**What the task asks:**
Transcribe each record below word for word.

── Data provided ──

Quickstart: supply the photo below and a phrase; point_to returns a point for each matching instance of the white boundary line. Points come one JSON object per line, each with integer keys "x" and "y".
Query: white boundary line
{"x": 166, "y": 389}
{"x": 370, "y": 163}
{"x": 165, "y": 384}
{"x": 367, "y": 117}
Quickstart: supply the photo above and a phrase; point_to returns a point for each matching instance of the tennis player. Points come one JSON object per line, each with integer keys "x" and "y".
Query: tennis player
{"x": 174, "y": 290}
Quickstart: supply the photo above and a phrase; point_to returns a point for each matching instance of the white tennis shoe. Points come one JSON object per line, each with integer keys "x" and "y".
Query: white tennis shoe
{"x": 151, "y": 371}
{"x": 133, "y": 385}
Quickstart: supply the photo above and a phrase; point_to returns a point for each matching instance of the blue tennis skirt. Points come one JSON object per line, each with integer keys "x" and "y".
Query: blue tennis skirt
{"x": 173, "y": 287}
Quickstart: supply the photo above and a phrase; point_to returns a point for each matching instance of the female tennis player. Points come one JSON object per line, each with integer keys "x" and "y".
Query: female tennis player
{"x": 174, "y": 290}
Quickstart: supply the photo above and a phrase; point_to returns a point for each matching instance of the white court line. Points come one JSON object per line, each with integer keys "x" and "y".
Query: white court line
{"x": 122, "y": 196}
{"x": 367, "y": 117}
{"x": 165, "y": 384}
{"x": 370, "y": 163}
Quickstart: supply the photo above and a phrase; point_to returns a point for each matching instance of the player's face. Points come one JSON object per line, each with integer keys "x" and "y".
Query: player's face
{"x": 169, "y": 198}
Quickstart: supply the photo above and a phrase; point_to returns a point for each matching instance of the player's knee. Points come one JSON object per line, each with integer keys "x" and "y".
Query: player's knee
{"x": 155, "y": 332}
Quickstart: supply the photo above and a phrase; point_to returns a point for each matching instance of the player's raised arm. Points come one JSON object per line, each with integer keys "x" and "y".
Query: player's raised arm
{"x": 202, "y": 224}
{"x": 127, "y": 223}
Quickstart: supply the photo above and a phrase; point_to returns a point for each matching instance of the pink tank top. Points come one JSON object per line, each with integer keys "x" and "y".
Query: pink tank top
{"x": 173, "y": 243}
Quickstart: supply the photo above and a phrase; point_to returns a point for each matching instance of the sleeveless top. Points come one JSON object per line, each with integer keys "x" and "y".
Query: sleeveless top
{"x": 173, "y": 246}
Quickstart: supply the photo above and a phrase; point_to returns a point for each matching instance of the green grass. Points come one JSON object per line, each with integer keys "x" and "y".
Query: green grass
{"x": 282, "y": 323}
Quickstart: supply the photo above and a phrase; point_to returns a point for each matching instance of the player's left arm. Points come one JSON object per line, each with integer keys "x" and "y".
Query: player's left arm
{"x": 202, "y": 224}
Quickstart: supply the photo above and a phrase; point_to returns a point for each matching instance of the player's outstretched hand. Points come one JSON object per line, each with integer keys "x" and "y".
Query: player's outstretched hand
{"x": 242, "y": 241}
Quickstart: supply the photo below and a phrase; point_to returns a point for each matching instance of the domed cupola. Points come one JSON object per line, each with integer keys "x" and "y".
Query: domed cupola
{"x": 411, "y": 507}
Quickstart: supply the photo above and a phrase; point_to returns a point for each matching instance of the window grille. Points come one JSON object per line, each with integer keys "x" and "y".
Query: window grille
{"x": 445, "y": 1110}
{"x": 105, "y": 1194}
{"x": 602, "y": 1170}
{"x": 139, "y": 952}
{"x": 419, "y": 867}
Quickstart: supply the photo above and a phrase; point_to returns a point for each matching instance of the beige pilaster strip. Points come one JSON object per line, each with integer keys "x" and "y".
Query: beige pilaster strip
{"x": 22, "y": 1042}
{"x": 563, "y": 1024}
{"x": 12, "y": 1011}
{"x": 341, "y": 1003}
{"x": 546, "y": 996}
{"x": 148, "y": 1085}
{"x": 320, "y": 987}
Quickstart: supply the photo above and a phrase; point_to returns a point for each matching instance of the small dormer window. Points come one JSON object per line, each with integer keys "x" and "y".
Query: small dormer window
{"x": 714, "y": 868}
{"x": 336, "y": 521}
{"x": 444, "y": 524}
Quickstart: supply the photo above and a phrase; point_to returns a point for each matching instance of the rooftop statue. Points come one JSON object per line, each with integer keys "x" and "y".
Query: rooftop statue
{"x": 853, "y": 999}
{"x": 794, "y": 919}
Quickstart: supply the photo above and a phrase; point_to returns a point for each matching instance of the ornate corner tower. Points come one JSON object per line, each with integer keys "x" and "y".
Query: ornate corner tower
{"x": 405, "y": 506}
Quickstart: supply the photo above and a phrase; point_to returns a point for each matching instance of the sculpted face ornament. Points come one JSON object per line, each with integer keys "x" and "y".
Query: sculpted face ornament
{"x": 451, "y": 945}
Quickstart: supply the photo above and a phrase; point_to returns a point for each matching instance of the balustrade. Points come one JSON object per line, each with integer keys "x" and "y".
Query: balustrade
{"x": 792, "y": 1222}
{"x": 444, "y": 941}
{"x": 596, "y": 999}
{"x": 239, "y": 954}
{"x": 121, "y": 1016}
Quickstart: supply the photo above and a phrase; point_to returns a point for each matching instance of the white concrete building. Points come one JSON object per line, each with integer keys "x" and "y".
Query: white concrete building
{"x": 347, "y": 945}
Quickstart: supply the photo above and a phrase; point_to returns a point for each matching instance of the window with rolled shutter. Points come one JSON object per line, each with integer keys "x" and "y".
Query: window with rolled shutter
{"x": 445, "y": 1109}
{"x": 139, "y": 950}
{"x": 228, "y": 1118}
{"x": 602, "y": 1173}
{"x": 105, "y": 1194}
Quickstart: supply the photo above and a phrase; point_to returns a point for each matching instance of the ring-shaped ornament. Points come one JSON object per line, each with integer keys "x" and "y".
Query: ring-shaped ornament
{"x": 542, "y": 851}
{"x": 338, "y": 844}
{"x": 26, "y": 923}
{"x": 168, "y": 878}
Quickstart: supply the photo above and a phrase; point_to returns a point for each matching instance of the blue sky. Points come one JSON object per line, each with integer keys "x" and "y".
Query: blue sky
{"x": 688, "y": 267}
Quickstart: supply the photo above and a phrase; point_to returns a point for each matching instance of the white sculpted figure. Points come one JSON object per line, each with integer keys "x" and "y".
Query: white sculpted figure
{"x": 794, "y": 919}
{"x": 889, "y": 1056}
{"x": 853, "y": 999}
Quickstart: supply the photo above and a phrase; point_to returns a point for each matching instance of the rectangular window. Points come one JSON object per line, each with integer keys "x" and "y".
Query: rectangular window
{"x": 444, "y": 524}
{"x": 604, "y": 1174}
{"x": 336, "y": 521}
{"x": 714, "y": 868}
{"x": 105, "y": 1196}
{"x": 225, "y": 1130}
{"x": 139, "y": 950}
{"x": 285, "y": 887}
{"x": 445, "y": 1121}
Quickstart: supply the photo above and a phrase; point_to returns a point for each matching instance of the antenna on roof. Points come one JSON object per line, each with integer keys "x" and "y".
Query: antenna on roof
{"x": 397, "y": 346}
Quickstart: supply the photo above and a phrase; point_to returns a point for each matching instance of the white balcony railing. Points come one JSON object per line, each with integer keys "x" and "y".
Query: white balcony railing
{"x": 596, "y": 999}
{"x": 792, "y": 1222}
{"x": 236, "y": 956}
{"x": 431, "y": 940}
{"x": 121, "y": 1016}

───

**Exercise response:**
Quickstart: supply the photo below and a phrase; point_to returns a point for each matching instance of the white boundary line. Points come one JSON object per line, each with integer keys "x" and "y".
Query: white boundary line
{"x": 166, "y": 389}
{"x": 370, "y": 163}
{"x": 165, "y": 384}
{"x": 367, "y": 117}
Quickstart: supply the photo above and a phrase; point_to returns a point for each matching instance of the tennis player. Points come one JSON object per line, each with integer keys "x" and "y".
Query: tennis player
{"x": 174, "y": 290}
Quickstart: supply the photo above and a phrase; point_to returns a point for each matching instance of the white tennis shoe. Points come one JSON object per line, each with integer keys "x" and "y".
Query: white tennis shoe
{"x": 151, "y": 371}
{"x": 133, "y": 385}
Quickstart: supply the photo above and a phrase; point_to returns a point for each matching instance of the blue tennis skirt. Points come one JSON object per line, each with integer keys "x" and "y".
Query: blue tennis skirt
{"x": 173, "y": 287}
Quickstart: supply the photo above and a phrase; point_to returns a point for each matching instance of the female tennis player. Points come one JSON object per line, each with integer keys "x" and "y".
Query: female tennis player
{"x": 174, "y": 290}
Quickstart: supply the photo above and a phrase; point_to returns a point for each matching instance of the white court line. Points come one JSON object per line, each with integer keys "x" and "y".
Query: white court line
{"x": 122, "y": 196}
{"x": 367, "y": 117}
{"x": 165, "y": 384}
{"x": 370, "y": 163}
Quickstart: supply the photo above and a phrase; point_to returns a point for each matching instance of the player's face. Points come one JSON object per line, each with integer keys "x" and "y".
Query: player's face
{"x": 169, "y": 198}
Quickstart: supply the photo above and a phrase; point_to returns a point for each matching instance of the player's knee. Points come one JSON object per line, each with integer keys "x" and "y".
Query: player's knee
{"x": 155, "y": 332}
Quickstart: supply the photo above and a phrase; point_to returns a point for each matching instance of the player's raised arm. Points come one JSON object per line, each with integer keys "x" and "y".
Query: player's raised arm
{"x": 202, "y": 224}
{"x": 127, "y": 223}
Quickstart: supply the photo above and a phrase; point_to returns a point for each matching instance of the pink tank top. Points come one JSON object per line, each with integer keys "x" and "y".
Query: pink tank top
{"x": 173, "y": 243}
Quickstart: supply the photo above and a phrase; point_to returns a point for each matching instance of the sleeveless top. Points come one JSON object per line, each with integer keys "x" and "y".
Query: sleeveless top
{"x": 173, "y": 246}
Quickstart: supply the photo above and a phrase; point_to returns a point for each matching instance of the green grass. Points come one JSON object per line, each with integer keys "x" and "y".
Query: green grass
{"x": 282, "y": 323}
Quickstart: supply the photo above and a phrase; point_to returns a point for each matching instance of the player's left arm. Points come one JSON object per line, each with integer keys "x" and "y".
Query: player's left arm
{"x": 202, "y": 224}
Quickstart: supply the photo above and a phrase; point_to returns a point for each matching instance of the player's outstretched hand. Points come one JSON object per line, each with integer keys "x" and "y".
Query: player's outstretched hand
{"x": 242, "y": 241}
Quickstart: supply the photo below and a phrase; point_to returns a point for each matching instance of the domed cupola. Points come one JSON object per line, each with integer keys "x" and "y".
Query: domed cupola
{"x": 411, "y": 507}
Quickstart: supply the photo above and a phrase; point_to returns a point for each matching instance of the window grille. Points come one JSON object per line, each with integer keys "x" and "y".
Query: window grille
{"x": 445, "y": 1110}
{"x": 105, "y": 1194}
{"x": 602, "y": 1170}
{"x": 139, "y": 952}
{"x": 419, "y": 867}
Quickstart: supply the photo above and a phrase; point_to returns a point for each matching instance of the beige pilaster strip. Points come one JSON object per line, each with integer keys "x" and "y".
Query: beige pilaster strip
{"x": 22, "y": 1042}
{"x": 563, "y": 1024}
{"x": 12, "y": 1011}
{"x": 341, "y": 1003}
{"x": 546, "y": 996}
{"x": 148, "y": 1085}
{"x": 320, "y": 987}
Quickstart: supply the photo above and a phrase; point_to returns a point for each matching instance of the small dormer window. Points come one JSON object per line, each with integer keys "x" and "y".
Query: small dormer window
{"x": 714, "y": 868}
{"x": 336, "y": 521}
{"x": 444, "y": 524}
Quickstart: supply the photo above and a phrase; point_to returns a point for each matching instance of the rooftop statue. Points come one JSON object per line, each with integer keys "x" and "y".
Query: rooftop statue
{"x": 853, "y": 999}
{"x": 794, "y": 919}
Quickstart: supply the photo above and a phrase; point_to returns a point for each matching instance of the ornate corner tower. Points come one JSON object per line, each with integer keys "x" and "y".
Query: ornate corner tower
{"x": 405, "y": 506}
Quickstart: supply the photo above and a phrase; point_to returns a point for each matching instance of the sculpted face ornament. Points come one JSON object per line, each with integer keys "x" and "y".
Query: sculpted face ornament
{"x": 451, "y": 945}
Quickstart: supply the photo above and a phrase; point_to returns a point for each matching instance of the balustrade. Points come one JSON object per line, each with integer keys "x" and "y".
Query: balustrade
{"x": 792, "y": 1222}
{"x": 444, "y": 941}
{"x": 596, "y": 999}
{"x": 239, "y": 954}
{"x": 121, "y": 1016}
Quickstart: supply the photo above and a phrase; point_to returns a point for each matching instance of the white concrete building. Points come one JSON object per line, each with integer keys "x" and "y".
Query: white concrete building
{"x": 347, "y": 945}
Quickstart: supply the photo above and a phrase; point_to returns a point for each matching instance of the window with rolled shutter. Points come one JSON object per line, each with integer keys "x" and "y".
Query: window with rolled shutter
{"x": 445, "y": 1109}
{"x": 139, "y": 950}
{"x": 228, "y": 1118}
{"x": 602, "y": 1173}
{"x": 105, "y": 1194}
Quickstart: supply the photo above and a phrase; point_to returns a point for each matching instance of the ring-shaped ornament. Points come one JSON object per line, each with integer keys "x" and "y".
Query: ring-shaped ornament
{"x": 542, "y": 851}
{"x": 338, "y": 844}
{"x": 26, "y": 923}
{"x": 168, "y": 878}
Quickstart: supply the photo above and a phrase; point_to returns a point for each matching instance of the blue sky. Points come one JSON object per line, each with integer keys "x" and "y".
Query: blue sky
{"x": 688, "y": 267}
Quickstart: supply the photo above and a phrase; point_to returns a point for each matching instance of the white sculpted figure. Points come one JSON object per line, each with integer keys "x" and "y".
Query: white sculpted figure
{"x": 794, "y": 919}
{"x": 889, "y": 1056}
{"x": 853, "y": 999}
Quickstart: supply the photo above and a phrase; point_to returns a point for each matching instance of the rectangular window. Points come one JSON object per line, each with integer keys "x" and "y".
Query: rectangular window
{"x": 444, "y": 524}
{"x": 604, "y": 1174}
{"x": 336, "y": 521}
{"x": 714, "y": 868}
{"x": 105, "y": 1196}
{"x": 225, "y": 1130}
{"x": 139, "y": 950}
{"x": 285, "y": 887}
{"x": 445, "y": 1121}
Quickstart: supply the photo above and a phrase; point_to returns a point for each matching instance of the antenna on roof. Points come one JSON object per line, each with integer keys "x" and "y".
Query: antenna on roof
{"x": 397, "y": 346}
Quickstart: supply the photo above and a phrase; point_to returns a point for each matching instance of the white balcony railing. Points come one JSON object per line, each with integer keys "x" and "y".
Query: white balcony railing
{"x": 596, "y": 999}
{"x": 792, "y": 1222}
{"x": 236, "y": 956}
{"x": 431, "y": 940}
{"x": 121, "y": 1016}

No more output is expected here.